Entries taken from a collection
══════════

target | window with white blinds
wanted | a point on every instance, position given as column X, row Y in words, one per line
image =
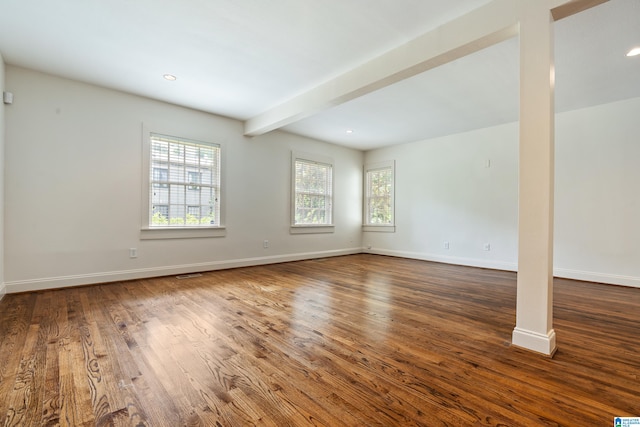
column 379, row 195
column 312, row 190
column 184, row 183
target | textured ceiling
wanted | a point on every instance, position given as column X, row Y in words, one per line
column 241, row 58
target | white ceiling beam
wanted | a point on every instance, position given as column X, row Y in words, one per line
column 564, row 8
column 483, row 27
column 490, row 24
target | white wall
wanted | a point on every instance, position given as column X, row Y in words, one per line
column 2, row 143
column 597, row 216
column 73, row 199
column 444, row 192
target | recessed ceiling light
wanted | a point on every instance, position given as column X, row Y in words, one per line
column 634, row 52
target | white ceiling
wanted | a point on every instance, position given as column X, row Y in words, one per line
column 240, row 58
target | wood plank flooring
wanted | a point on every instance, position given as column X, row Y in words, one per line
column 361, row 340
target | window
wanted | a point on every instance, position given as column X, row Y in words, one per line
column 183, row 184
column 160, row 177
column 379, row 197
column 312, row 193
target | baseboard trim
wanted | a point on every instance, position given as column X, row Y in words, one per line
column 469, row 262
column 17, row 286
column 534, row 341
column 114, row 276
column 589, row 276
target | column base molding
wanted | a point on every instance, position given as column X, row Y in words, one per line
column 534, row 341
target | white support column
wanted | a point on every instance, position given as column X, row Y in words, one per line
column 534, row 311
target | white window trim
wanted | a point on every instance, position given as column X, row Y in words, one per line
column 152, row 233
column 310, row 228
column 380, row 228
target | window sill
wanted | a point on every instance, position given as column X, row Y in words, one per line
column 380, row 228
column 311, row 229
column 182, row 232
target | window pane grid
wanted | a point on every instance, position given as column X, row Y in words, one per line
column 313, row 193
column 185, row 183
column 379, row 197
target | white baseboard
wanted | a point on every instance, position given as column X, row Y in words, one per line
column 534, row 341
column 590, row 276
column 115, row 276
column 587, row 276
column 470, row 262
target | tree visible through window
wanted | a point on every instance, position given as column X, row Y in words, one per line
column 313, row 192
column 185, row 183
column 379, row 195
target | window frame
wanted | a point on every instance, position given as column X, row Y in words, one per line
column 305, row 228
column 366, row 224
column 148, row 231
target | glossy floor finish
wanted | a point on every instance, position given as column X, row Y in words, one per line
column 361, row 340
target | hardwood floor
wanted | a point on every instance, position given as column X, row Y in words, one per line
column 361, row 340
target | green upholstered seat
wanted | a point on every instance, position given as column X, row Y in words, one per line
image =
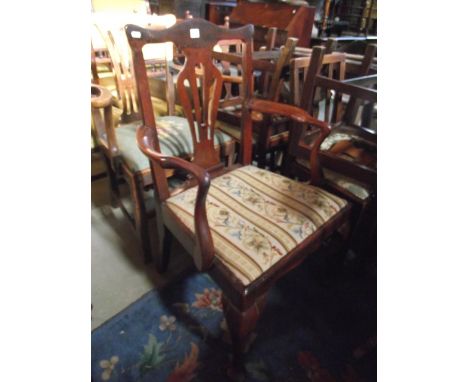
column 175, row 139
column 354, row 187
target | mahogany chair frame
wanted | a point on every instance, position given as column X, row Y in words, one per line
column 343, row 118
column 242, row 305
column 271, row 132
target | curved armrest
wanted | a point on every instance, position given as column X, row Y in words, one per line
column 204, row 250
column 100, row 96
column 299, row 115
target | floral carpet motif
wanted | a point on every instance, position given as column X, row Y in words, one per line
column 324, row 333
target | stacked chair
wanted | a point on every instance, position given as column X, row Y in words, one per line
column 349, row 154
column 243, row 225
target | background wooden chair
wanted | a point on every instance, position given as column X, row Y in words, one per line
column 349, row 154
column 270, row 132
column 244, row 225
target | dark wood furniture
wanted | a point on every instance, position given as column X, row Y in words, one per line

══════════

__PROBLEM REQUIREMENTS__
Lines from the one containing "target | dark wood furniture" through the last line of the records, restated word for word: that is the whole response.

__RESPONSE AREA__
target | dark wood furniture
wanted | a point on every instance, position given as column X, row Y in words, one per line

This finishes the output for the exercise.